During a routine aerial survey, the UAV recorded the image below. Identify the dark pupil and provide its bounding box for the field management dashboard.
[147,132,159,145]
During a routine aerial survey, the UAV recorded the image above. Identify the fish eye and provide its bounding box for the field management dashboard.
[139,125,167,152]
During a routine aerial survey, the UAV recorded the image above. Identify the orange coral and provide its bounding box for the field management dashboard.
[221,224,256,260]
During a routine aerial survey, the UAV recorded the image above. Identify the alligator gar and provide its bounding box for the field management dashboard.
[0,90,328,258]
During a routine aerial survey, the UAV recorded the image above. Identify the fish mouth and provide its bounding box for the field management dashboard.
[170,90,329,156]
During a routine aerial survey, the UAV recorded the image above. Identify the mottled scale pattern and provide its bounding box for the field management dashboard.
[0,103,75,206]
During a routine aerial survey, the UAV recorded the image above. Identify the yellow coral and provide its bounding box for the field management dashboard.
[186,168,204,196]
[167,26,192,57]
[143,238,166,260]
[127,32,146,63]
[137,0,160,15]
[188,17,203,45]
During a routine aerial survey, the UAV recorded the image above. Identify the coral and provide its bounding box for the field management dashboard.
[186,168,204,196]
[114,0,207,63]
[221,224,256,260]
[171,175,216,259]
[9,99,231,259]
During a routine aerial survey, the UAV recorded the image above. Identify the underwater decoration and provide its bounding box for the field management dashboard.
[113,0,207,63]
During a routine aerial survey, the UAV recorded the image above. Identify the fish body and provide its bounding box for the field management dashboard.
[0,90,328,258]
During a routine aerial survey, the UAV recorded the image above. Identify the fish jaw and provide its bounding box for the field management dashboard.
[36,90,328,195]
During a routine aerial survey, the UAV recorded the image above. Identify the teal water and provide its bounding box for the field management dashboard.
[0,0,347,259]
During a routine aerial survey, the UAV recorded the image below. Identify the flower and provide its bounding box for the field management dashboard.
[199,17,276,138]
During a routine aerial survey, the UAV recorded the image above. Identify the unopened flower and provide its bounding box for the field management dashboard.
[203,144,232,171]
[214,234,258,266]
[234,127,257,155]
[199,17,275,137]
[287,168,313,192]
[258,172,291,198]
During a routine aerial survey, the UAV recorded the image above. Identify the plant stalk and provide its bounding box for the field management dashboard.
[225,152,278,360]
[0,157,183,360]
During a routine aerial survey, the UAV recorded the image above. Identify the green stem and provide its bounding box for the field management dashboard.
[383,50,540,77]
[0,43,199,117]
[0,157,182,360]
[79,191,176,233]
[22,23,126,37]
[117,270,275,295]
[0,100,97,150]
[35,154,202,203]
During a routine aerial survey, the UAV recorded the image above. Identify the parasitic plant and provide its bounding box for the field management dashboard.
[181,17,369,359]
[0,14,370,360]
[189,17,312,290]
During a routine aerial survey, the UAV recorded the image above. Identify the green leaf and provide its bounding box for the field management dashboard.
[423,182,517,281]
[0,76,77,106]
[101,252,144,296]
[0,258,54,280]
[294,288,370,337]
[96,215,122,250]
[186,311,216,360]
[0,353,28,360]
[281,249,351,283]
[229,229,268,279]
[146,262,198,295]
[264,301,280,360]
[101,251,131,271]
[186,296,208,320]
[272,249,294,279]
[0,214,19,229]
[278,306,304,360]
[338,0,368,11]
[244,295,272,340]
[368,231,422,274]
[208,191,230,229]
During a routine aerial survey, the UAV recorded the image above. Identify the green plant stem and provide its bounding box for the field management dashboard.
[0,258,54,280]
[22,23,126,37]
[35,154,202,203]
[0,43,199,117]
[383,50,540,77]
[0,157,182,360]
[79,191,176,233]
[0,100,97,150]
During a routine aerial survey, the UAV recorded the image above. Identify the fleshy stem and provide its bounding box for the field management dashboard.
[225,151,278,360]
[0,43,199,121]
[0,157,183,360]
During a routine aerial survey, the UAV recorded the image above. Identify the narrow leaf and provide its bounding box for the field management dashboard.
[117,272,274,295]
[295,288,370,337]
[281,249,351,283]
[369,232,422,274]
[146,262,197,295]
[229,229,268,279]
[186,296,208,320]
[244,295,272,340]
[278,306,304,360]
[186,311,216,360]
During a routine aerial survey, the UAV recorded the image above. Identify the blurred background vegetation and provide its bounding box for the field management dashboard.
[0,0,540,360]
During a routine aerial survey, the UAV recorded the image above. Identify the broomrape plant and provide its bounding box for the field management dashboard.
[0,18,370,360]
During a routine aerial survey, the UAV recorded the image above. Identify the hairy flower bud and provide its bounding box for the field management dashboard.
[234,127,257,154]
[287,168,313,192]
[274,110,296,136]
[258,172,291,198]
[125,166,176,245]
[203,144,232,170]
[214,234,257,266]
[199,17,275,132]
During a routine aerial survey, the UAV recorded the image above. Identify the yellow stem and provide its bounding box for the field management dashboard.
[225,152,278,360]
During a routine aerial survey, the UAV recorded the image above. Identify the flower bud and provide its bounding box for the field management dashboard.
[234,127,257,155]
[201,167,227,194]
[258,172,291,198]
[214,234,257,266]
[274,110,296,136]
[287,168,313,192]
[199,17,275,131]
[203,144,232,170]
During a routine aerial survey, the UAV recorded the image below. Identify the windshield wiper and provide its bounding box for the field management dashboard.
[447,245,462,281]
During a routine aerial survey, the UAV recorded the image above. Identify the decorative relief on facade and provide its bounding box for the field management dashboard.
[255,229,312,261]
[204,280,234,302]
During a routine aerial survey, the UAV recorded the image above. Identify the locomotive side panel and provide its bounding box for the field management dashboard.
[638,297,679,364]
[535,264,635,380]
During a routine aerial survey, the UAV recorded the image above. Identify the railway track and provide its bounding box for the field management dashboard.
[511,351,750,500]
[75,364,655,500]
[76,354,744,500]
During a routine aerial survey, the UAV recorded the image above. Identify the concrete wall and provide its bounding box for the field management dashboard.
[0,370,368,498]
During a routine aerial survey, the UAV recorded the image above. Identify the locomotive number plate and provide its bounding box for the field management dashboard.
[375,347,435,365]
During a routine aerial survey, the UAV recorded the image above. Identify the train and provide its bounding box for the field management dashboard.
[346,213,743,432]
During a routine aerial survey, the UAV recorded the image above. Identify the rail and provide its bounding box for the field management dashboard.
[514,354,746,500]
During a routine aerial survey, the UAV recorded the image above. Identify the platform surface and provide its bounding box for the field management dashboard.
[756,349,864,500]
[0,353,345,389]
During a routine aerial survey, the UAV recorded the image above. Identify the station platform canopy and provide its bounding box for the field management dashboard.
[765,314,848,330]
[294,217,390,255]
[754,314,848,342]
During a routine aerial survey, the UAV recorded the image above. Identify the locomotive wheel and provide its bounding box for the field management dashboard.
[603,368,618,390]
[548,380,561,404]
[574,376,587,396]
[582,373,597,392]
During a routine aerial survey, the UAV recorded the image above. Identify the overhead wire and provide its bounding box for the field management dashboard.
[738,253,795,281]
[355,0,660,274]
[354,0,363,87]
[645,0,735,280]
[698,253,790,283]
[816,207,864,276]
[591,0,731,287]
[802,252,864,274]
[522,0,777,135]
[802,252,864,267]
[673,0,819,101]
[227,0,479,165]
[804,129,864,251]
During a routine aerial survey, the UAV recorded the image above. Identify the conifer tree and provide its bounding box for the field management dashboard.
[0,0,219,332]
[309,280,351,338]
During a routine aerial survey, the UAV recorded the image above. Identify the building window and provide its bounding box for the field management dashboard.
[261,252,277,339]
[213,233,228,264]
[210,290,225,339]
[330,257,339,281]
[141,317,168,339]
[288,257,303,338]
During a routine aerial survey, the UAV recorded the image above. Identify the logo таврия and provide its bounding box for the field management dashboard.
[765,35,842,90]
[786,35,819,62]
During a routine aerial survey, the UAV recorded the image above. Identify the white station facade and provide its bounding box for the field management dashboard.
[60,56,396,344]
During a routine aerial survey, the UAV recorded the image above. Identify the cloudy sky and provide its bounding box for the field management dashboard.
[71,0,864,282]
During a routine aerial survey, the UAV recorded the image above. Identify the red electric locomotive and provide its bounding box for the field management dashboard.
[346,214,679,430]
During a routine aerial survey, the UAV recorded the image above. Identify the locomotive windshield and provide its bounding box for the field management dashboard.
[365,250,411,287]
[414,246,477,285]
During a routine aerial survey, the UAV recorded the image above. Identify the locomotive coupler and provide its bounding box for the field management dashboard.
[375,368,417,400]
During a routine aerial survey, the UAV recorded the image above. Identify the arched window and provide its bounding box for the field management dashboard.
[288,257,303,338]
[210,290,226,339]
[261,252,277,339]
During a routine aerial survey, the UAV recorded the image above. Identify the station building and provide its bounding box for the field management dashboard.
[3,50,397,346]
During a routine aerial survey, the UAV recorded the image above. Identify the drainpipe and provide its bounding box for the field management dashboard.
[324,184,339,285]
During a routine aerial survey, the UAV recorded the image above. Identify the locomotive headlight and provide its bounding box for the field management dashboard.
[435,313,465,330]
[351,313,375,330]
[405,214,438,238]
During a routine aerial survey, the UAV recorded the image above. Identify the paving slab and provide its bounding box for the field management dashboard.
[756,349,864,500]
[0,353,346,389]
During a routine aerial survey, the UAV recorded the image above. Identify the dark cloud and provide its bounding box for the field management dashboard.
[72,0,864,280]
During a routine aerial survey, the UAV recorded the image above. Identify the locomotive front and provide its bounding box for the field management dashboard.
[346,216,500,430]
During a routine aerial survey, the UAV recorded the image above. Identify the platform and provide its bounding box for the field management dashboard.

Problem to solve.
Change every "UAV" to "drone" in the lines from the start of the records through the line that contains "[9,99,231,259]", inclusive, and give those lines back with nothing else altered.

Solution for this exercise.
During a routine aerial survey, the drone recorded the image below. Identify the dark pupil and provide its bounding box for the field management dashboard.
[147,132,159,145]
During a routine aerial survey, the drone recorded the image above. Identify the fish eye and provide its bounding box for the field management dashboard.
[139,125,167,152]
During a routine aerial survey, the drone recorded the image above. Identify the orange coral and provide its bounding box for the field management dashboard.
[221,224,256,260]
During a routine aerial survey, the drone recorded the image above. Identify the alligator gar and provide its bounding box for the field management dashboard.
[0,90,328,258]
During a routine aerial survey, the drone recorded the image above. Identify the fish mouth and provide its bounding box for the field management dashboard.
[170,90,329,156]
During a routine aerial survey, the drone recorded the image above. Identify the mottled scale pattern and provide its bounding box for the field management dashboard.
[0,103,75,206]
During a routine aerial survey, the drone recorded the image above. Identify the yellow coral and provide its bounding box for the field management dashboard.
[186,168,204,196]
[167,26,192,57]
[143,238,166,260]
[127,32,146,63]
[137,0,160,15]
[188,17,203,45]
During a routine aerial survey, the drone recorded the image above. Identify the coral and provide its bounding box for the field management dashboard.
[186,168,204,196]
[114,0,207,63]
[221,224,256,260]
[171,175,216,259]
[9,99,231,259]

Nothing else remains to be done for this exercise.